→ EXTRACT
============================================================
The other email that I referenced above is from Colin Wright an author, entrepreneur, and full-time traveler. He is a fascinating individual that I found years ago through The Minimalists. This article that he linked to, is very similar and uses much of the same research to convey that procrastination is an emotion regulation problem and not a time-management problem. I found this snippet from the article to be amusing and so accurate: The emotional regulation view of procrastination also helps explain some strange modern phenomena, like the fad for watching online cat videos which have attracted billions of views on YouTube. A survey of thousands of people by Jessica Myrick at the Media School at Indiana University confirmed procrastination as a common motive for viewing the cat videos and that watching them led to a boost in positive mood. It’s not that people hadn’t adequately scheduled time for watching the videos; often they were only watching the clips to make themselves feel better when they should be doing something else less fun. (Jarrett) And this right here is an excellent solution: On a positive note, if procrastination is an emotional regulation issue, this offers important clues for how to address it most effectively. An approach based on Acceptance and Commitment Therapy or ‘ACT’, an off-shoot of Cognitive Behavioural Therapy, seems especially apt. ACT teaches the benefits of ‘psychological flexibility’ – that is, being able to tolerate uncomfortable thoughts and feelings, staying in the present moment in spite of them, and prioritising choices and actions that help you get closer to what you most value in life….. The next time you’re tempted to procrastinate, “make your focus as simple as ‘What’s the next action – a simple next step – I would take on this task if I were to get started on it now?’”. Doing this, he says, takes your mind off your feelings and onto easily achievable action. “Our research and lived experience show very clearly that once we get started, we’re typically able to keep going. Getting started is everything.” (Jarrett)    

I am a huge fan of notes and quotes, I have journals and 3×5 cards and post-it notes galore. So my first step to “hack” my brain to make choices that need to be made instead of delaying “procrastinating” was to write down this question in more than one place that I regularly work at. Perhaps it will be a helpful question for you as well. The question is this: Am I procrastinating to achieve a short-term positive ‘hedonic shift,’ at the cost of my longer-term goals?
============================================================
→ Extracted data entries
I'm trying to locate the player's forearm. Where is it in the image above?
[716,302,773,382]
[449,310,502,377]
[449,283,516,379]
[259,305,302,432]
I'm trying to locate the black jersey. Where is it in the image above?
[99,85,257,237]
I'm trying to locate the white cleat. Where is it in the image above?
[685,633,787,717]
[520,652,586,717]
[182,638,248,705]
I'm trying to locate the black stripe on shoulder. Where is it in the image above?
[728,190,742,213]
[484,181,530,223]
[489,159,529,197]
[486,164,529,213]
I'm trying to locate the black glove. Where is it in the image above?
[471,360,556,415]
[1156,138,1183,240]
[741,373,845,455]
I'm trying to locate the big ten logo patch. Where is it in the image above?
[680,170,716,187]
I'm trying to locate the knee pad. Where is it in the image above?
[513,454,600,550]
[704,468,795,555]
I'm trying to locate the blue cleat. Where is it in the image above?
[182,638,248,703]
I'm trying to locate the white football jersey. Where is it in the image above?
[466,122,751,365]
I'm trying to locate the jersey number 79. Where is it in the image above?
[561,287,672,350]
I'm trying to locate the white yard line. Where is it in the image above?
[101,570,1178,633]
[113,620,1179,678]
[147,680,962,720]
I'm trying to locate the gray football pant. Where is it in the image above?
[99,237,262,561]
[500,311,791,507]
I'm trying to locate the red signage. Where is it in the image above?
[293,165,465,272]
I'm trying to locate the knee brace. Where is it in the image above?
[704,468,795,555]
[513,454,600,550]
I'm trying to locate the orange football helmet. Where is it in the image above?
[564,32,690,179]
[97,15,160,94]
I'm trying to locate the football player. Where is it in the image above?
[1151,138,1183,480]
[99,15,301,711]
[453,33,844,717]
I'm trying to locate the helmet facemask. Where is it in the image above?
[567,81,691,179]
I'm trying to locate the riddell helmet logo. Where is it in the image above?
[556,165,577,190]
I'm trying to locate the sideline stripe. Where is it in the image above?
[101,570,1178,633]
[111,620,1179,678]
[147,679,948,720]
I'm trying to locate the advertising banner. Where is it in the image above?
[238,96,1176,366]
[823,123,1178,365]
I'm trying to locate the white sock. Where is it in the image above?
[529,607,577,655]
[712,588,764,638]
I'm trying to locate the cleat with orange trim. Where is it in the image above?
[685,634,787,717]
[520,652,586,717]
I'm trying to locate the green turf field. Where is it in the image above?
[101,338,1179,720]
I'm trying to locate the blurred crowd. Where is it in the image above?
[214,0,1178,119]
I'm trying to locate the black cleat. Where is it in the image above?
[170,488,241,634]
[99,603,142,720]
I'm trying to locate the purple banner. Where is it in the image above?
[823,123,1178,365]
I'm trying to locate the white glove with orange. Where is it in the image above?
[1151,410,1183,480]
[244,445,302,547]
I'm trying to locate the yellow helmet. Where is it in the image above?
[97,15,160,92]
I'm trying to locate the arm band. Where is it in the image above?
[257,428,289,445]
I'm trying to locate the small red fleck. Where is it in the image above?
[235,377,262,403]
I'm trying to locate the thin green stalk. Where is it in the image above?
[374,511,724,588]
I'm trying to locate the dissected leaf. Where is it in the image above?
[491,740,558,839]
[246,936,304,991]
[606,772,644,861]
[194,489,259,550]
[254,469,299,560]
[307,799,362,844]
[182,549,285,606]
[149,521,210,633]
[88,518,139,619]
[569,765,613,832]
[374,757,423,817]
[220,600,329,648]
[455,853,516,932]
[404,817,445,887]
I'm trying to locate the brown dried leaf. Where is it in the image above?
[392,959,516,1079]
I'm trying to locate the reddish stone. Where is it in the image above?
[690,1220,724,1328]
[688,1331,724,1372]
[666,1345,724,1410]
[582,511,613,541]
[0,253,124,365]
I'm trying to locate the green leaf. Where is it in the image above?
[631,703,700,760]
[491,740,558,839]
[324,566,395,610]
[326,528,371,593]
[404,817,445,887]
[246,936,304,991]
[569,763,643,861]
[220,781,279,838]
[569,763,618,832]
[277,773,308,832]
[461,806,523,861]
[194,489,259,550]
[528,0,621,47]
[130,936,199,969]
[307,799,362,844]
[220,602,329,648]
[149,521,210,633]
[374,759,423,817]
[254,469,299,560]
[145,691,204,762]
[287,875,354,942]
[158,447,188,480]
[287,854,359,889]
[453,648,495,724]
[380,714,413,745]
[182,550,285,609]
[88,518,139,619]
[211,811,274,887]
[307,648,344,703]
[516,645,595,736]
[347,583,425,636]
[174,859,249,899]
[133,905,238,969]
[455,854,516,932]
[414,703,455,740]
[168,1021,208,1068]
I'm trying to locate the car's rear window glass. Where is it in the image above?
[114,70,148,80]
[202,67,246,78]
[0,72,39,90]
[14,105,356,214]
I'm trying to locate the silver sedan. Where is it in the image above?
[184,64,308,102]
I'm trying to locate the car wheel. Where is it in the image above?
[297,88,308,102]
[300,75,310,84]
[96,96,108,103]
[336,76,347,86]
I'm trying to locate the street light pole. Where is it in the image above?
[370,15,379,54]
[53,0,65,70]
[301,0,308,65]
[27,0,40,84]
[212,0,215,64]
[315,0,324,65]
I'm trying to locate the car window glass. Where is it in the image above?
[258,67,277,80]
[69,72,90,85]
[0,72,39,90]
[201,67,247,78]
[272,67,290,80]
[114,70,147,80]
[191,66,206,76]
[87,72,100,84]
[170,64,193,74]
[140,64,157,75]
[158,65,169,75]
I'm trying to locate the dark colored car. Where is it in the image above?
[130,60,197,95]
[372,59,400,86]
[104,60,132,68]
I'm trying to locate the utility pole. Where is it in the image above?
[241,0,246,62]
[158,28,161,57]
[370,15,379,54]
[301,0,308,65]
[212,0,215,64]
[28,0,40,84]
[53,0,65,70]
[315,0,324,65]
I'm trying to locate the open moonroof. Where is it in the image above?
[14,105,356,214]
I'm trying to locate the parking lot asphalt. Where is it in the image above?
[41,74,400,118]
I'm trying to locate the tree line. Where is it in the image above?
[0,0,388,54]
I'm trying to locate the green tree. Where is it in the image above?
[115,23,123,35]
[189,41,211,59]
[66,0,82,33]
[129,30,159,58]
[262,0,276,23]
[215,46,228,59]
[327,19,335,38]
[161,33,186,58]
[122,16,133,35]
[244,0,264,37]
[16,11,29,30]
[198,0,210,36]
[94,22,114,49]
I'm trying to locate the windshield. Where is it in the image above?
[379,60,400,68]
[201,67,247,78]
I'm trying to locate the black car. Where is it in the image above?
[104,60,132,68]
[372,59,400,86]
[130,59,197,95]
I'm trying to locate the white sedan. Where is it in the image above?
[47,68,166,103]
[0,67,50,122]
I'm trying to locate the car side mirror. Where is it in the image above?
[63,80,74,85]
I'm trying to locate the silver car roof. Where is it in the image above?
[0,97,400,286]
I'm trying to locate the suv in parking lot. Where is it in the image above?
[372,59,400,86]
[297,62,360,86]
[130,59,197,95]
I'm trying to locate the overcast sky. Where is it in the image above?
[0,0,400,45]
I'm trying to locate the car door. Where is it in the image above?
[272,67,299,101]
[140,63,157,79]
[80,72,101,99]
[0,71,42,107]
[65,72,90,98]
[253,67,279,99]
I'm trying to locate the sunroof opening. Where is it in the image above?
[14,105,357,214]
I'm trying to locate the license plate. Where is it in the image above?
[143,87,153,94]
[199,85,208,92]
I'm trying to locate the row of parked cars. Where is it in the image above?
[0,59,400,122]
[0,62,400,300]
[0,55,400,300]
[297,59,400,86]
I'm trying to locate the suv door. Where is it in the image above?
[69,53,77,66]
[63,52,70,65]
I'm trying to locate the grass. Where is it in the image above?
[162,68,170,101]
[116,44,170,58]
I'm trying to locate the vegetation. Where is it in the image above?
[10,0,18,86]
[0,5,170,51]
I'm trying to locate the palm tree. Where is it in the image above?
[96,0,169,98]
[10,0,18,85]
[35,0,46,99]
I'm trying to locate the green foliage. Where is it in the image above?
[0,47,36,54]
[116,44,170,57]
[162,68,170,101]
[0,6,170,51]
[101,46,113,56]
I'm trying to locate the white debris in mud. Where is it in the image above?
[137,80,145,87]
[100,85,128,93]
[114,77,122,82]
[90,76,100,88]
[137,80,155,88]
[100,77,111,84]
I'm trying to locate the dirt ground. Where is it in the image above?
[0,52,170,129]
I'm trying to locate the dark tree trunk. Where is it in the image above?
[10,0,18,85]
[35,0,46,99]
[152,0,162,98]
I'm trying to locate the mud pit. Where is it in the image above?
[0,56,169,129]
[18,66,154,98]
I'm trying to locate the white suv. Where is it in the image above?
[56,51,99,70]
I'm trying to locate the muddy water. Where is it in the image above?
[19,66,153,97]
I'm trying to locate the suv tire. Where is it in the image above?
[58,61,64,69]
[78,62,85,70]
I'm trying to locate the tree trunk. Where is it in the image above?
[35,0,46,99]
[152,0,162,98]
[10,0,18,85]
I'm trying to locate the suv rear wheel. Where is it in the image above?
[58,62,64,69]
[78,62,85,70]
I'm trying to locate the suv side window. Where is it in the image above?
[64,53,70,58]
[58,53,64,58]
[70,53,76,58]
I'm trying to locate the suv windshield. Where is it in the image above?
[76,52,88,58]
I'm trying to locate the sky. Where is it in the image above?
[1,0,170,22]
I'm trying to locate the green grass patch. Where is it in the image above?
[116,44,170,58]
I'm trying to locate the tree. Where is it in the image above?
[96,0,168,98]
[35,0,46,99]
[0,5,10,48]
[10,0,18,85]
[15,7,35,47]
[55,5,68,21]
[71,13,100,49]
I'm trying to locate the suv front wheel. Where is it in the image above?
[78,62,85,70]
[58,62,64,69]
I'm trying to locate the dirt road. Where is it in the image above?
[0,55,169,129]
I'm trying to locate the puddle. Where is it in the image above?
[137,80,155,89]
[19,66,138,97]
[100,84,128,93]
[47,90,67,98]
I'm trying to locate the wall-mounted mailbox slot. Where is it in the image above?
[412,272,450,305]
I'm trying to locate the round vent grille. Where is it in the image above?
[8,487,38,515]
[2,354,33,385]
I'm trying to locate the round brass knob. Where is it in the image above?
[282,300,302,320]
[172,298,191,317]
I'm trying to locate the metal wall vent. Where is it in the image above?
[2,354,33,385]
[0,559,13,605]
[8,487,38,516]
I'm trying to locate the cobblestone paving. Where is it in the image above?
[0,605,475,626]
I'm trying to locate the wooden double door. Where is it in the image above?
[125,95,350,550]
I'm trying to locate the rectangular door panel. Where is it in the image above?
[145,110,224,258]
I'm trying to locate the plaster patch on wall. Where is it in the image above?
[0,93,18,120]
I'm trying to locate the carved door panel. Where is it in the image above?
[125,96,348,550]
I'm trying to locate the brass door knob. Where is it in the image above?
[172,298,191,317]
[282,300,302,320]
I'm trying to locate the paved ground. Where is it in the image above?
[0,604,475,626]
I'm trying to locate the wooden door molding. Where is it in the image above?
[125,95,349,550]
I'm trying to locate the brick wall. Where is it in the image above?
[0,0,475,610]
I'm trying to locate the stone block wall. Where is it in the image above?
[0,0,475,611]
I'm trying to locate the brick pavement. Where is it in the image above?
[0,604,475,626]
============================================================
→ WORK REQUIRED
Could you reproduce the passage on procrastination between "I am a huge" and "my longer-term goals?", inclusive, updating "journals" to "notebooks"?

→ FINISHED TASK
I am a huge fan of notes and quotes, I have notebooks and 3×5 cards and post-it notes galore. So my first step to “hack” my brain to make choices that need to be made instead of delaying “procrastinating” was to write down this question in more than one place that I regularly work at. Perhaps it will be a helpful question for you as well. The question is this: Am I procrastinating to achieve a short-term positive ‘hedonic shift,’ at the cost of my longer-term goals?